- [Problem]: Could you format every entry below as a two-column CSV headed instruction and points, with one row per entry and each value in its own quoted field with line breaks changed to spaces? Leave the pictures out.

- [Dataset records]:
------------------------------------------------------------
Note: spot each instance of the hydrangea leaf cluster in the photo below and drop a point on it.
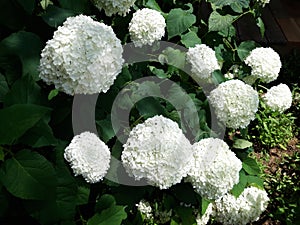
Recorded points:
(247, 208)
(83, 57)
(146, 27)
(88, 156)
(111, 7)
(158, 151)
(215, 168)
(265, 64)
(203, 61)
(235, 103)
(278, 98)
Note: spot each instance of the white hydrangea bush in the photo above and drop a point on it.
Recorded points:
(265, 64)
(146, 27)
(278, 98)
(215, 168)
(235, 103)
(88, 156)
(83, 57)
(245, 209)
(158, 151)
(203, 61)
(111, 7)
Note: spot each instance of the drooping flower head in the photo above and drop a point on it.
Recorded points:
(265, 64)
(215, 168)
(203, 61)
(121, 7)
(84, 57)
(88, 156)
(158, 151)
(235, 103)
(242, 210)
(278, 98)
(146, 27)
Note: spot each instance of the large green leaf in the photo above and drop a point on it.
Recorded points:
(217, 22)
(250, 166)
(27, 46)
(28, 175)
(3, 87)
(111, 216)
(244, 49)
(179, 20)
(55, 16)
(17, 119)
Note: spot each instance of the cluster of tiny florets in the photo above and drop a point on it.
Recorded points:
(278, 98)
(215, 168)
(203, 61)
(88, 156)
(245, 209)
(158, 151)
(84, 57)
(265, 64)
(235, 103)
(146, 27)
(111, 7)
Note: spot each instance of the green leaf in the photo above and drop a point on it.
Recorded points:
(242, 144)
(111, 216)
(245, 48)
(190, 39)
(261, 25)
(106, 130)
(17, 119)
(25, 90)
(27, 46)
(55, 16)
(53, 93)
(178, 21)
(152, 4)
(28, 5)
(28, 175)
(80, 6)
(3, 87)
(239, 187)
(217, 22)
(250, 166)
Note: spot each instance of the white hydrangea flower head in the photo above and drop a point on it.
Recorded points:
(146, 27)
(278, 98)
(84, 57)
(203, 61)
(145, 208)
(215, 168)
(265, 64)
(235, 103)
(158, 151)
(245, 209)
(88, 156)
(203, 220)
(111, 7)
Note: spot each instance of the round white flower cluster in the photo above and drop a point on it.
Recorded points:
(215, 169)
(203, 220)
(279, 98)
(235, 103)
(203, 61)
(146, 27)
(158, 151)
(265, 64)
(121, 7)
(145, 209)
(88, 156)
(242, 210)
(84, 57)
------------------------------------------------------------
- [Result for this task]:
instruction,points
"Note: spot each instance of the hydrangea leaf cluster in the photo below and drop a point on it. Recorded points:","(247, 208) (83, 57) (146, 27) (88, 156) (111, 7) (158, 151) (215, 168) (265, 64) (203, 61) (235, 103) (278, 98)"
"Note: spot each instance of the white hydrangea bush in the photo above and drop a point on it. Recorded points:","(265, 64) (146, 27) (278, 98) (215, 168) (235, 103) (88, 156) (83, 57) (245, 209) (158, 151) (203, 61) (111, 7)"
"Note: spot each instance of the drooping flower head in the photo above and drop a point on it. Recorded points:","(265, 64) (215, 168) (203, 61) (121, 7) (84, 57) (88, 156) (158, 151) (235, 103) (242, 210) (278, 98) (146, 27)"
"Note: spot each instance of the large green leaf in the photo above and drop a point on it. Recorded points:","(217, 22) (250, 166) (27, 46) (28, 175) (3, 87) (111, 216) (244, 49) (179, 20) (55, 16) (17, 119)"
"Note: spot each instance of the cluster of tiny florets in the photo above and drop a point on it. Recorded points:","(278, 98) (215, 168) (203, 61) (88, 156) (245, 209) (158, 151) (84, 57) (265, 64) (235, 103) (146, 27) (111, 7)"
"Note: spot each instance of the green leaf in the photo above and drop a point on it. Recorded points:","(242, 144) (111, 216) (245, 48) (190, 39) (261, 25) (106, 130) (17, 119) (25, 90) (27, 46) (55, 16) (53, 93) (178, 21) (152, 4) (28, 5) (28, 175) (80, 6) (3, 87) (239, 187) (217, 22) (250, 166)"
"Note: spot each instance of the white hydrangea flower head in the photo above and drop a point on it. Recorded points:","(146, 27) (278, 98) (84, 57) (203, 61) (145, 208) (215, 168) (265, 64) (235, 103) (158, 151) (245, 209) (88, 156) (203, 220) (111, 7)"
"Note: spot each instance of the round white flower cluster in the photo above and drop a point on it. Recorded points:","(215, 169) (203, 220) (279, 98) (235, 103) (203, 61) (146, 27) (158, 151) (265, 64) (121, 7) (145, 209) (88, 156) (242, 210) (84, 57)"